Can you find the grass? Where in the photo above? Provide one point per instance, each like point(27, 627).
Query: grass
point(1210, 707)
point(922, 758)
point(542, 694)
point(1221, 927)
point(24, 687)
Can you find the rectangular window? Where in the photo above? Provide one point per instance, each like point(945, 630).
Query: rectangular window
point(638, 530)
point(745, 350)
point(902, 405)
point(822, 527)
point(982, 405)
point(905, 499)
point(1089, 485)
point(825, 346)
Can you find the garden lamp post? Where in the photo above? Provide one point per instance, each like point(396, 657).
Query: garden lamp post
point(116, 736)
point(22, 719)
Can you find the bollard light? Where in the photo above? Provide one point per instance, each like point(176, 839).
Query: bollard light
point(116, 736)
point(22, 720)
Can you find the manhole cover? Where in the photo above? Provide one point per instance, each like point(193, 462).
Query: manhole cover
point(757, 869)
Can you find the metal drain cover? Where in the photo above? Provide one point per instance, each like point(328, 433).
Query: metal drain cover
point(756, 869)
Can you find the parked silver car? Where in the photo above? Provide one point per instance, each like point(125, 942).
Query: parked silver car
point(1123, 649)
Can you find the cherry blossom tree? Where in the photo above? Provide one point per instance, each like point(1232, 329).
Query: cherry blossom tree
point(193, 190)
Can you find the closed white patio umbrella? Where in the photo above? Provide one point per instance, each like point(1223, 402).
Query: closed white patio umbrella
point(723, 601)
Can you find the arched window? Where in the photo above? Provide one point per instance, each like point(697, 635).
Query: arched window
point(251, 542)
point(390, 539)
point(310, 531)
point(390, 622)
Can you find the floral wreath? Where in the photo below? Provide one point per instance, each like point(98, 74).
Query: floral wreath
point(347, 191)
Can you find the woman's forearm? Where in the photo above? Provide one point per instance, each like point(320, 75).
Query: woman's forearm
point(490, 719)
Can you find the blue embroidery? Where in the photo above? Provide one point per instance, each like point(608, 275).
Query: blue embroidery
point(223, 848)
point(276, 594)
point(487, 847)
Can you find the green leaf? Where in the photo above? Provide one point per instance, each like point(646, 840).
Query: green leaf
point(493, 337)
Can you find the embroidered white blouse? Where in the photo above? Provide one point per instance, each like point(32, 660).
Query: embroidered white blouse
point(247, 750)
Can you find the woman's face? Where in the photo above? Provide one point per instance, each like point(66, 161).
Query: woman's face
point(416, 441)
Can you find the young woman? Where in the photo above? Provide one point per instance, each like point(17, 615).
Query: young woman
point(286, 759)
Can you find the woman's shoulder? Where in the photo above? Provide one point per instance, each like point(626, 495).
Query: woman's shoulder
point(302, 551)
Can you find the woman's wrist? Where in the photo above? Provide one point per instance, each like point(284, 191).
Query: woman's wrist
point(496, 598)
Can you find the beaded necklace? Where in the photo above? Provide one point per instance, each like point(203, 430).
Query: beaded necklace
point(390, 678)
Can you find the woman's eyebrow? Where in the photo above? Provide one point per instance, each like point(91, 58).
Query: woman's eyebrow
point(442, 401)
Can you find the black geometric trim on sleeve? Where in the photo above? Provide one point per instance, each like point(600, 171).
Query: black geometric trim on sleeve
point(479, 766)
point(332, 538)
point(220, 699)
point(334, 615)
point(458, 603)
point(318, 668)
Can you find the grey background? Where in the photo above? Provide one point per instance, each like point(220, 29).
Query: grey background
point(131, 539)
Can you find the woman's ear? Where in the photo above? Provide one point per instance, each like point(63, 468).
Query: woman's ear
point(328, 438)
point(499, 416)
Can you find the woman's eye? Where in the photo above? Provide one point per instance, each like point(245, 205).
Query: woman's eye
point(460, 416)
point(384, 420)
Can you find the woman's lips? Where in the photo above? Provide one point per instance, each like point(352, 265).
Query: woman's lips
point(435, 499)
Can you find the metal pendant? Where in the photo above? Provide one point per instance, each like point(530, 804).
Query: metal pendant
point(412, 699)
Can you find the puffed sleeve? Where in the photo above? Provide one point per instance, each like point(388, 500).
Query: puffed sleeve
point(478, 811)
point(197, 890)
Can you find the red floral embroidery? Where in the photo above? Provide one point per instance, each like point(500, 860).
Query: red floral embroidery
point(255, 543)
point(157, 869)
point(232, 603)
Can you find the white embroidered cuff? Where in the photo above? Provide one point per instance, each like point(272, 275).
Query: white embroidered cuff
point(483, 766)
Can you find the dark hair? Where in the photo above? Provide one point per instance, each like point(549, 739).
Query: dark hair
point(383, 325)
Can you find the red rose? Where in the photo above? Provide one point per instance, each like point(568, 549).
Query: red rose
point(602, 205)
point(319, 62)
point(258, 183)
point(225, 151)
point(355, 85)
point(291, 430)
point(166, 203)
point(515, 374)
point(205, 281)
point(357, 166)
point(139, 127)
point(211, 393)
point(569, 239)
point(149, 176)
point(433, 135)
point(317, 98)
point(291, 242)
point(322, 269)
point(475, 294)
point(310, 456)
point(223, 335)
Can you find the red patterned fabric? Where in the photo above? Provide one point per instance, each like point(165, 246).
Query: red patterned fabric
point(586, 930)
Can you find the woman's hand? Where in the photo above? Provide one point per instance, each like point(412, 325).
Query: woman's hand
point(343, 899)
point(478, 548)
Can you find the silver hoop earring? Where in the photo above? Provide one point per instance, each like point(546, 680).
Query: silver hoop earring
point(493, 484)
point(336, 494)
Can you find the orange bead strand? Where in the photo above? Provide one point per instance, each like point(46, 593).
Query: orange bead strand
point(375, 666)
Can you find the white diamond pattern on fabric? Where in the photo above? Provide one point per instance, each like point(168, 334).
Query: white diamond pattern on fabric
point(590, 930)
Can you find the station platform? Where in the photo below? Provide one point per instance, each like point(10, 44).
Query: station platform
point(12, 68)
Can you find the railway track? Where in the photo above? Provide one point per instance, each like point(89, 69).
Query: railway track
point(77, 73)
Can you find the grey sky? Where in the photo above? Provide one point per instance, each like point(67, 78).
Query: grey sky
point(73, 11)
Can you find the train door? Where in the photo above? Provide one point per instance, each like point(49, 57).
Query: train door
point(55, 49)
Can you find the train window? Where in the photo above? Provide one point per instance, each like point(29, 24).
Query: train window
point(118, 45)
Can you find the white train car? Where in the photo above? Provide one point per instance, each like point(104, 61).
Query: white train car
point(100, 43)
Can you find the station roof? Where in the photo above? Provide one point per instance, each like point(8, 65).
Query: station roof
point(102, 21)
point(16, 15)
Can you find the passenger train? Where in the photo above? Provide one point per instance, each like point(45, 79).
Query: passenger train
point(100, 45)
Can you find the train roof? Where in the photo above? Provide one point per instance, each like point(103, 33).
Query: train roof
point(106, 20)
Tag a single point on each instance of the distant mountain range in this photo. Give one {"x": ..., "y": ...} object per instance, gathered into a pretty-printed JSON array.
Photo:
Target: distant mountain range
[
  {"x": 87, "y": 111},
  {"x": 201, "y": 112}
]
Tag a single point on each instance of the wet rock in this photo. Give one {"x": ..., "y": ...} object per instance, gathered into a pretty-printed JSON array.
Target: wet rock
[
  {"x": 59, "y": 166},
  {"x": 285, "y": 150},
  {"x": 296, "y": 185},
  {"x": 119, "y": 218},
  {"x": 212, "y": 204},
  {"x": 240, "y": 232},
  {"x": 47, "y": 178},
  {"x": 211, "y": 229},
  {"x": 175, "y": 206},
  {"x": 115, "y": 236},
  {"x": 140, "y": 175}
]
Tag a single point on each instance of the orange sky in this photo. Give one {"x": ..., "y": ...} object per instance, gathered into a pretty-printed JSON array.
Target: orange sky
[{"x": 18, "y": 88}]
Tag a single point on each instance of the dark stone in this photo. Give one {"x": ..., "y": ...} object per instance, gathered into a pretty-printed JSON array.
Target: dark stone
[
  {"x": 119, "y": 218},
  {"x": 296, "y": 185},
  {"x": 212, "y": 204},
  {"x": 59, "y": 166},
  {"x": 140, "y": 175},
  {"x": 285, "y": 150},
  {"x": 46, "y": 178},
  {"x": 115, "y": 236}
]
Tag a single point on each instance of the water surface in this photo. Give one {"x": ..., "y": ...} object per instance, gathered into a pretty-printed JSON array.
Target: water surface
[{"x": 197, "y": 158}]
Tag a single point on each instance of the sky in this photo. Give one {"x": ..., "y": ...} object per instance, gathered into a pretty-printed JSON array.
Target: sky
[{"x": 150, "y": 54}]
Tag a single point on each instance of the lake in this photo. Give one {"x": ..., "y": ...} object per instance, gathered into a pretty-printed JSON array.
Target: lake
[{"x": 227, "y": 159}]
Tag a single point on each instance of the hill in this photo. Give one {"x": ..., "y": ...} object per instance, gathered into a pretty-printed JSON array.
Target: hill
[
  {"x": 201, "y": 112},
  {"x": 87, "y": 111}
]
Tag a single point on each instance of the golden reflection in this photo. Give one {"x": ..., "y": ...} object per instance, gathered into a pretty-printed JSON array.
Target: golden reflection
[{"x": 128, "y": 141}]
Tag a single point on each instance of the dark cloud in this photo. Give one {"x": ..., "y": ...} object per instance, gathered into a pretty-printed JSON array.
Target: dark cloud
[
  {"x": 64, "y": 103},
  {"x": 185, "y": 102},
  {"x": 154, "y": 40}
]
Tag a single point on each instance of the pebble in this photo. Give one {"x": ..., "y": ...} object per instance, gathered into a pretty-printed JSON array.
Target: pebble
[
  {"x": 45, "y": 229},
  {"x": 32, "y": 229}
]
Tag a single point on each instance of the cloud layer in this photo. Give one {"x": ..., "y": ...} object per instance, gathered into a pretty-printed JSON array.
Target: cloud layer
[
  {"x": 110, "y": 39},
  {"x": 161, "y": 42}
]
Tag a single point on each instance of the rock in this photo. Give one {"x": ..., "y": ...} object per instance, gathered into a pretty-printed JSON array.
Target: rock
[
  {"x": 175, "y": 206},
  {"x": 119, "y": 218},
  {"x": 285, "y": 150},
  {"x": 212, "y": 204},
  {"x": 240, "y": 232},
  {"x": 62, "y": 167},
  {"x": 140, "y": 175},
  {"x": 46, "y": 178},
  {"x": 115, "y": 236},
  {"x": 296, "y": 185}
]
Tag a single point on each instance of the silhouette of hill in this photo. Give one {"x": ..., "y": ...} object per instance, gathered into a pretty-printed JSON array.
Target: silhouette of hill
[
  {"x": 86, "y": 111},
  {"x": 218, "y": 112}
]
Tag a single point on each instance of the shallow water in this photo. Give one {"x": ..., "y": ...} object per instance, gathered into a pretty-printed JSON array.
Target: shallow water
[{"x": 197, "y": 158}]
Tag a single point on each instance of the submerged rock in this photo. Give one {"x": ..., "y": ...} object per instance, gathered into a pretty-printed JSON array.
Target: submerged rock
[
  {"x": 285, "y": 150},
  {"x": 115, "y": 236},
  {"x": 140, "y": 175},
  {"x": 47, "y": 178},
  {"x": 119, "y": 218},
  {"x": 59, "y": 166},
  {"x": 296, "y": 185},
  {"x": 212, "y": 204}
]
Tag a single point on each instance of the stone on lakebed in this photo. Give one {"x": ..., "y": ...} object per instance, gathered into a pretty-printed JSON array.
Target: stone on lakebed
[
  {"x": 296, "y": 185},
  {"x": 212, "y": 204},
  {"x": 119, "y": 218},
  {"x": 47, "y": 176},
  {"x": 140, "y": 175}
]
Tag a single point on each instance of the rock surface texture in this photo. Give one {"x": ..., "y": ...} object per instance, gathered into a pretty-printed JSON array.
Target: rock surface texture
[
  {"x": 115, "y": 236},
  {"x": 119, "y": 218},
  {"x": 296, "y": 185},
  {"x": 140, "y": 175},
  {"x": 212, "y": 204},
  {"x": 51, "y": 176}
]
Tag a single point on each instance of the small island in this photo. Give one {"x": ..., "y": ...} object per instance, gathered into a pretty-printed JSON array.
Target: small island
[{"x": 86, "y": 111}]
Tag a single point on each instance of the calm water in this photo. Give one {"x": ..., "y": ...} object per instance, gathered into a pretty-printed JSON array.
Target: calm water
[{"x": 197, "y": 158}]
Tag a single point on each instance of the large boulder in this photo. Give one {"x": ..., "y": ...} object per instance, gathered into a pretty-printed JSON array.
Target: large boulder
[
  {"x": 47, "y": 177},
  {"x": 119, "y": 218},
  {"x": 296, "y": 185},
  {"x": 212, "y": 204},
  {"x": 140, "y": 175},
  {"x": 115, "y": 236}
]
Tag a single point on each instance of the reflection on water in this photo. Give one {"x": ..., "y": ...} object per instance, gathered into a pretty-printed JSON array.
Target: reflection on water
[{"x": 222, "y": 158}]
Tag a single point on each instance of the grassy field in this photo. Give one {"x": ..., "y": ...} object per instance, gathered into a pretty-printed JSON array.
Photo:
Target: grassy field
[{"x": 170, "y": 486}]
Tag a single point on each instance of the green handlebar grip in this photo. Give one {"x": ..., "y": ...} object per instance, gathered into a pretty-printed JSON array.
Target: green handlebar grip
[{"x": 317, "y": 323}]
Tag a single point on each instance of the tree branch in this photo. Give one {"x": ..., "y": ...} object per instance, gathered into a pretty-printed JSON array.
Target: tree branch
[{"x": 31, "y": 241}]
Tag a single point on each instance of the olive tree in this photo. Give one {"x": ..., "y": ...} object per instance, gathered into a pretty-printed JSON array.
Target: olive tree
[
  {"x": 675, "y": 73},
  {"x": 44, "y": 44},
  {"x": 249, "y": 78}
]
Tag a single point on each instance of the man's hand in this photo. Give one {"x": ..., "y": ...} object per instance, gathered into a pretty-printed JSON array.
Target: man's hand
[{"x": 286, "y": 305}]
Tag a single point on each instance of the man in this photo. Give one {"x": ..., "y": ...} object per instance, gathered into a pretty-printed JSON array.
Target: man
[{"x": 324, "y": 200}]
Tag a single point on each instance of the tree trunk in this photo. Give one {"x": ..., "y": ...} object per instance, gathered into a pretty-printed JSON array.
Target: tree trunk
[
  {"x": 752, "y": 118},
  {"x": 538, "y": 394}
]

_TASK DESCRIPTION:_
Count each line above with "below"; write only the number.

_WRITTEN ANSWER:_
2